### What to work on
1. In the passage, who coined the expression "the Davos Class"?
2. According to the passage, what is the European welfare state designed to provide to people without jobs? Give every item.

Now, economists, European officials and social watchdog groups are warning that the situation is set to worsen. As European governments respond to the crisis by pushing for deep spending cuts to close budget gaps and greater flexibility in their work forces, “the population of working poor will explode,” said Jean-Paul Fitoussi, an economics professor at L’Institut d’Études Politiques in Paris.
To most Europeans, and especially the French, it seems this should not be happening. With generous minimum wage laws and the world’s strongest welfare systems, Europeans are accustomed to thinking they are more protected from a phenomenon they associate with the United States and other laissez-faire economies.
But the European welfare state, designed to ensure that those without jobs are provided with a basic income, access to health care and subsidized housing, is proving ill-prepared to deal with the steady increase in working people who do not make enough to get by.
The trend is most alarming in hard-hit countries like Greece and Spain, but it is rising even in more prosperous nations like France and Germany.
“France is a rich country,” Mr. Fitoussi said. “But the working poor are living in the same condition as in the 19th century. They can’t pay for heating, they can’t pay for their children’s clothes, they are sometimes living five people in a nine-square-meter apartment — here in France!” he exclaimed, speaking of an apartment of about 100 square feet.“
And France is not the worst-off country in this respect.
However, it would be wrong to blame all this on the 2008 recession. The seeds were planted 30 years ago by the rising neoliberal economic and political class with predictable results, such as concentration of wealth at the very top of the social ladder, mass consumption maintained through high levels of credits and precarization through the progressive lowering of social safety nets and destruction of organized labor:
The Davos Class is an expression coined by Susan George:
“‘All for ourselves and nothing for other people” seems in every age of the world to have been the vile maxim of the masters of mankind,’i wrote Adam Smith in 1776 in The Wealth of Nations, universally considered the first comprehensive inquiry into the nature and practice of capitalism.
The masters of mankind are still with us: I call them the Davos class because, like the people who meet each January in the Swiss mountain resort, they are nomadic, powerful and interchangeable. Some have economic power and usually a considerable personal fortune. Others have administrative and political power, mostly exercised on behalf of those with economic power, who reward them in their own way. Contradictions among its members can most certainly exist – the CEO of an industrial company does not always have exactly the same interests as his bankers – but generally speaking, when it comes to societal choices, they will agree.
I’m not impugning anybody’s individual morality here – there are surely plenty of kind-hearted bankers, generous traders and socially responsible CEOs. I am simply saying that, as a class, they can be counted on to behave in certain ways if only because they serve a single system. The Davos class, despite its members’ nice manners and well-tailored clothes, is predatory. These people cannot be expected to act logically because they are not thinking about longer-term interests, usually not even their own, but about eating, right now.

### Dataset content
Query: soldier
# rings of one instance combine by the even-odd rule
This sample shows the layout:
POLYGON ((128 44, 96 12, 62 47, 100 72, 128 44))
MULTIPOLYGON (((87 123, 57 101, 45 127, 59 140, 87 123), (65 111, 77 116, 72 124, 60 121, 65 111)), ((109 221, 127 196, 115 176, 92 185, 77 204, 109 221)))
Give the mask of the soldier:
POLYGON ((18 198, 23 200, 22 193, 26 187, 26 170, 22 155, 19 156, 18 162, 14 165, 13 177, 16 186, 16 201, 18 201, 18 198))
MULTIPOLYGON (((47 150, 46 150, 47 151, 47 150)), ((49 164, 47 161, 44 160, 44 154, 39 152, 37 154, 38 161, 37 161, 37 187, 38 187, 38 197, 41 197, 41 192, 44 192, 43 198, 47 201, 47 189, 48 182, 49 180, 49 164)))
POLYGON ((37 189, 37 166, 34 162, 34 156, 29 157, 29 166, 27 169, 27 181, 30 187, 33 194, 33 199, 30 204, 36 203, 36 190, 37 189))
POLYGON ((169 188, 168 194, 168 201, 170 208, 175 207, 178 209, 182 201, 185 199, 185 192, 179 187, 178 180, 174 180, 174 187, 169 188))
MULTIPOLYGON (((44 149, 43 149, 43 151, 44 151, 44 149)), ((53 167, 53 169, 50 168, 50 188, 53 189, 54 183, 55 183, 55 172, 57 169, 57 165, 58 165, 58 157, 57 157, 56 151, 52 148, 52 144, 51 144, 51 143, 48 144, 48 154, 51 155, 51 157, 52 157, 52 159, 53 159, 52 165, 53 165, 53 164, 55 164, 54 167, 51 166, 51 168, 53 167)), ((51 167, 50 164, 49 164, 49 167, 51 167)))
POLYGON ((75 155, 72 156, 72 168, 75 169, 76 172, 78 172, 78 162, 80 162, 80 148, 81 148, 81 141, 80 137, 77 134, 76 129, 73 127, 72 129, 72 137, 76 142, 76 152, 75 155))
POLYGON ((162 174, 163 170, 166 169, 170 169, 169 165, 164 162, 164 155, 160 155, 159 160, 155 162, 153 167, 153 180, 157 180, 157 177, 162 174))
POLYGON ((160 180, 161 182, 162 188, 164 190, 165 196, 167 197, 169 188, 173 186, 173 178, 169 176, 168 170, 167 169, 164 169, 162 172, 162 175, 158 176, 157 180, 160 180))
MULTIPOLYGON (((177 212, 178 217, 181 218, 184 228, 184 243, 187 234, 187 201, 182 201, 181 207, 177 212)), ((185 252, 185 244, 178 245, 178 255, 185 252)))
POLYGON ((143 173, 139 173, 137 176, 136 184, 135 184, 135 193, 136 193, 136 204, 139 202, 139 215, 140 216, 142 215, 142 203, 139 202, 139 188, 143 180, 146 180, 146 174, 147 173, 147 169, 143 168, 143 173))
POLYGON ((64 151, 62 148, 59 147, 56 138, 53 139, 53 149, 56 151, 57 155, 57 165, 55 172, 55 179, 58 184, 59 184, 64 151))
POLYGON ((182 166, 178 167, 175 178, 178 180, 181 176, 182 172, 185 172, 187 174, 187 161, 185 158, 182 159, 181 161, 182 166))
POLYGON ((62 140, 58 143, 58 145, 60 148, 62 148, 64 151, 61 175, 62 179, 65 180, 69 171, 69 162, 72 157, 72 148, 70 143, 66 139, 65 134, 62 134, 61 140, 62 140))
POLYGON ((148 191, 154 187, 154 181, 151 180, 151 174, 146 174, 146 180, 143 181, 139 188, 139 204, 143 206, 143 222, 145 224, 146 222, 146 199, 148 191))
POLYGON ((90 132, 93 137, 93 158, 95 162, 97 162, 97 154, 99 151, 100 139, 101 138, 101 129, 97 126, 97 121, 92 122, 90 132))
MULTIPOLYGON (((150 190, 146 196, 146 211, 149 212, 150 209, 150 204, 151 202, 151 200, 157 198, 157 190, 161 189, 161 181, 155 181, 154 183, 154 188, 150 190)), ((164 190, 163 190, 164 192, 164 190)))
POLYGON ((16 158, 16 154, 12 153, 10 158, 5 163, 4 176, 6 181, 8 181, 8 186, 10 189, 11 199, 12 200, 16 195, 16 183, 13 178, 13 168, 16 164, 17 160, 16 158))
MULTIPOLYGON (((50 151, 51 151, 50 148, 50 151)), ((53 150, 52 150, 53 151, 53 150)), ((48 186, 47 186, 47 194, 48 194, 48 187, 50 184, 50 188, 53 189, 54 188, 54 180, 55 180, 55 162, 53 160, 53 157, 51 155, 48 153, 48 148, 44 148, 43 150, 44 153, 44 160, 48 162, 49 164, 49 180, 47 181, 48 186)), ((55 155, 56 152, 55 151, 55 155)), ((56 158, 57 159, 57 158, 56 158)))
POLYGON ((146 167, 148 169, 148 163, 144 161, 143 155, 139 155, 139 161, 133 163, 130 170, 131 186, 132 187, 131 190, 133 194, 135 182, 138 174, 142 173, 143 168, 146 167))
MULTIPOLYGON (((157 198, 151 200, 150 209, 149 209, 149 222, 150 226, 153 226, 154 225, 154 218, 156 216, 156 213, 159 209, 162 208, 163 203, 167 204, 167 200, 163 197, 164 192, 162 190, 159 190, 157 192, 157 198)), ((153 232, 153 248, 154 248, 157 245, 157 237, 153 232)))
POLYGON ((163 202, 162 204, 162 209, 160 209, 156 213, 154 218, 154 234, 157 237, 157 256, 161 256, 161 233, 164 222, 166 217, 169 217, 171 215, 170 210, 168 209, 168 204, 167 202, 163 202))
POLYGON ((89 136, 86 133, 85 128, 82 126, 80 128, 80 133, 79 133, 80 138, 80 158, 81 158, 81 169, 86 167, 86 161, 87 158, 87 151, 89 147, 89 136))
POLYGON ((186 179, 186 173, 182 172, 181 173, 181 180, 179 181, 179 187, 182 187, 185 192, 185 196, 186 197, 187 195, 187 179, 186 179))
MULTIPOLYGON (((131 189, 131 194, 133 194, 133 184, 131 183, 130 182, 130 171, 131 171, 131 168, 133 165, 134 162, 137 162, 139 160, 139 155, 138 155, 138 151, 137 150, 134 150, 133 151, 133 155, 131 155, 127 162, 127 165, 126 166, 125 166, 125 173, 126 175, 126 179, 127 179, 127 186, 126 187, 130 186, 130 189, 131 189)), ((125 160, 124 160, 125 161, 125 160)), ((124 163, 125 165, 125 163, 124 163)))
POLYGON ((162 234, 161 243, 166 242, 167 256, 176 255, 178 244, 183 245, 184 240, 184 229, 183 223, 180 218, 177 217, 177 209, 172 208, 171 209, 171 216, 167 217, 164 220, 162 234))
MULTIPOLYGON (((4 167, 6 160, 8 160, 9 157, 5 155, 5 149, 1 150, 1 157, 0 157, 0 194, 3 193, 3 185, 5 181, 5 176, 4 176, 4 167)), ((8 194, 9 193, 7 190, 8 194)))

### Expected outputs
1. Susan George.

2.
- A basic income
- Access to health care
- Subsidized housing